REQUIRED WORK:
• a. In the text on recombinant bacteriocin production, which bacteriocin has the largest market volume worldwide?
• b. Pick up the text on recombinant bacteriocin production after its final sentence and carry it forward.

EXCERPTED TEXT:
== Segment start ==

Biotechnological production of recombinant AMPs/bacteriocins using Corynebacterium glutamicum and sustainable substrates

 

In line with the general focus of the Institute of Microbiology and Biotechnology, we are also investigating strategies to develop the findings of our basic research into health-related products. Bacteriocins are antimicrobial peptides (AMPs) produced by bacteria to inhibit competitors in their natural environments. Several bacteriocins are widely used as food preservatives. Due to the rapid increase in antibiotic resistant bacteria, bacteriocins are also discussed as alternatives to antibiotics to treat infections for therapeutic purposes. Currently, industrial production of bacteriocins is performed exclusively with natural producer organisms on complex substrates and products are commercialized as semi-purified preparations or crude fermentates. To allow clinical application and entry of novel bacteriocins into the market, efficacy of production and purity of the product need to be improved. One possibility is to shift production to recombinant biotechnological production host. Due to the intrinsic antimicrobial activity of bacteriocins, this is not a trivial task. Recently, were able to establish recombinant production of bacteriocins using the widely used industrial workhorse organisms Corynebacterium glutamicum as host (Goldbeck et al., 2021a). Pediocin PA-1 is a linear class IIa bacteriocin without extensive modifications produced naturally by Pediococcus spp. and Lactobacillus spp. strains. An even more interesting bacteriocin from a scientific and commercial perspective is nisin, which is the most intensively studied bacteriocin. Nisin is widely used as a food preservative and is the bacteriocin with the largest market volume worldwide. It has broad antimicrobial activity against several human pathogens. However, nisin is more difficult to produce using recombinant hosts due to its high degree of posttranslational modification and, unfortunately, it is also active against C. glutamicum. In order to address these obstacles we study resistance mechanisms of bacteria against nisin and other lantibiotics (Goldbeck et al., 2021b) aiming to transfer these resistance mechanisms to C. glutamicum (Weixler et al., 2021). Additionally, we are looking for alternative approaches such as production of inactive precursors and downstream activation.

== Segment end ==

Spatial localization data:
== Segment start ==

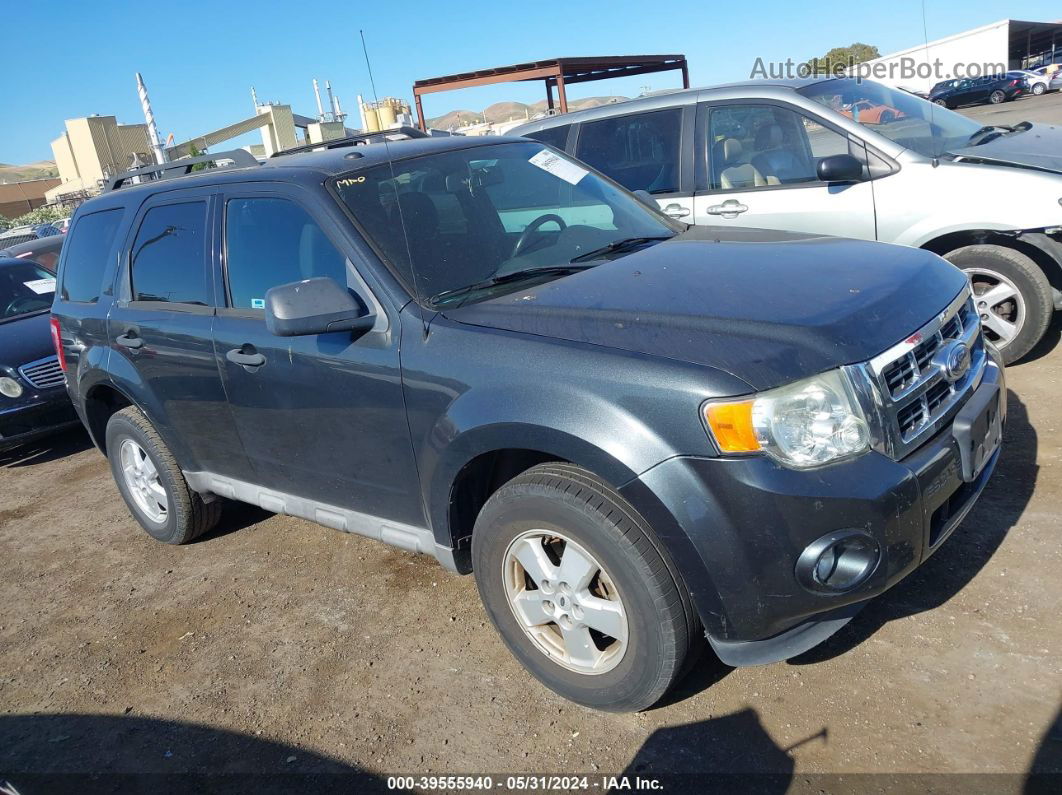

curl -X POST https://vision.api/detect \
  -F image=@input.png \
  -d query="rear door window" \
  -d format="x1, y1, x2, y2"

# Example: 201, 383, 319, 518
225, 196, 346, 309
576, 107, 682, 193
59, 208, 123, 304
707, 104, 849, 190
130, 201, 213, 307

== Segment end ==
== Segment start ==

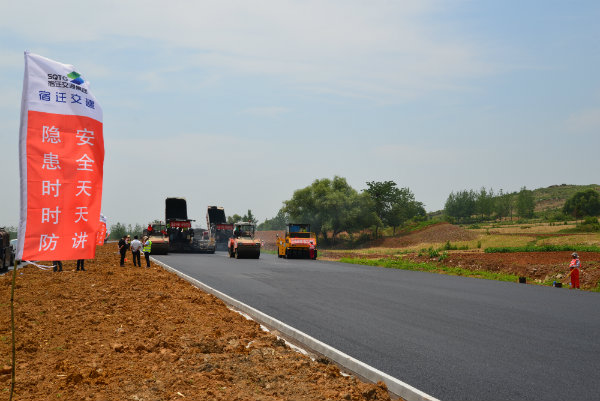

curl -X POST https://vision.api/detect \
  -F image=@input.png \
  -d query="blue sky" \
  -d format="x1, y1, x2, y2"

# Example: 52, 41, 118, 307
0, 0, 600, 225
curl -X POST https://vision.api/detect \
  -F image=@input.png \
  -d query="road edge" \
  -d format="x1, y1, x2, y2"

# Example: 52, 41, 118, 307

== Segment end ==
== Segment start ==

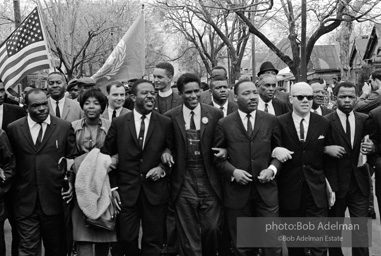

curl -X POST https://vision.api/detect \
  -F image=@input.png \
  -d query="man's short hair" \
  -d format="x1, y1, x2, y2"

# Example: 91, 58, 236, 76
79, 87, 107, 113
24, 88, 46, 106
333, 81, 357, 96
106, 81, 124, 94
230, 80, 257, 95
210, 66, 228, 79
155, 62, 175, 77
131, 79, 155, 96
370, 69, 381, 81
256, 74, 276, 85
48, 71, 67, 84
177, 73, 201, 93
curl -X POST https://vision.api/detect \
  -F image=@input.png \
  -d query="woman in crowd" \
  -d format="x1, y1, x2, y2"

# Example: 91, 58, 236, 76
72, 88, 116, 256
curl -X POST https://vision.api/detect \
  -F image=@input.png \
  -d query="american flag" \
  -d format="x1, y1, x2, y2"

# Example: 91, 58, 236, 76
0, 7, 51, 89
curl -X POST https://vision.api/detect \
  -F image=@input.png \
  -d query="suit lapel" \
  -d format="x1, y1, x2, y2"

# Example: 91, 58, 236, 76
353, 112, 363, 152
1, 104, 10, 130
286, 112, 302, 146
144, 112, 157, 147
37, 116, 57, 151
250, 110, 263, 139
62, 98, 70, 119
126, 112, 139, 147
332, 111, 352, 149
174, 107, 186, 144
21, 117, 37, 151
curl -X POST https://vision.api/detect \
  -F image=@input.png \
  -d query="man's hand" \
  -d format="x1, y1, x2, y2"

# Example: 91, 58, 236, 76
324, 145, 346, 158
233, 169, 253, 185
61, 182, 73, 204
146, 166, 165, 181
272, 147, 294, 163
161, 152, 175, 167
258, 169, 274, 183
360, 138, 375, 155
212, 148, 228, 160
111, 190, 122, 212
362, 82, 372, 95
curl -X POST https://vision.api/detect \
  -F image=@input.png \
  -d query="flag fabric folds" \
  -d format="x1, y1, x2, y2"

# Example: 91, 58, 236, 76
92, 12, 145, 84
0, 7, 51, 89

== Segment end ==

PER-TASK ANSWERS:
• a. Nisin.

• b.
 

 

Diagram Description automatically generated

Figure: Implementation of recombinant production of bacteriocin using Corynebacterium  glutamicum. Once identified, (novel) bacteriocin gene clusters are analyzed, optimized and obtained as synthetic operons that are cloned into appropriate expression vectors. These vectors are transformed into the versatile platform organism C. glutamicum to generating tailored cell factories. Development of (large-scale) production process and downstream purification yield active recombinant bacteriocins.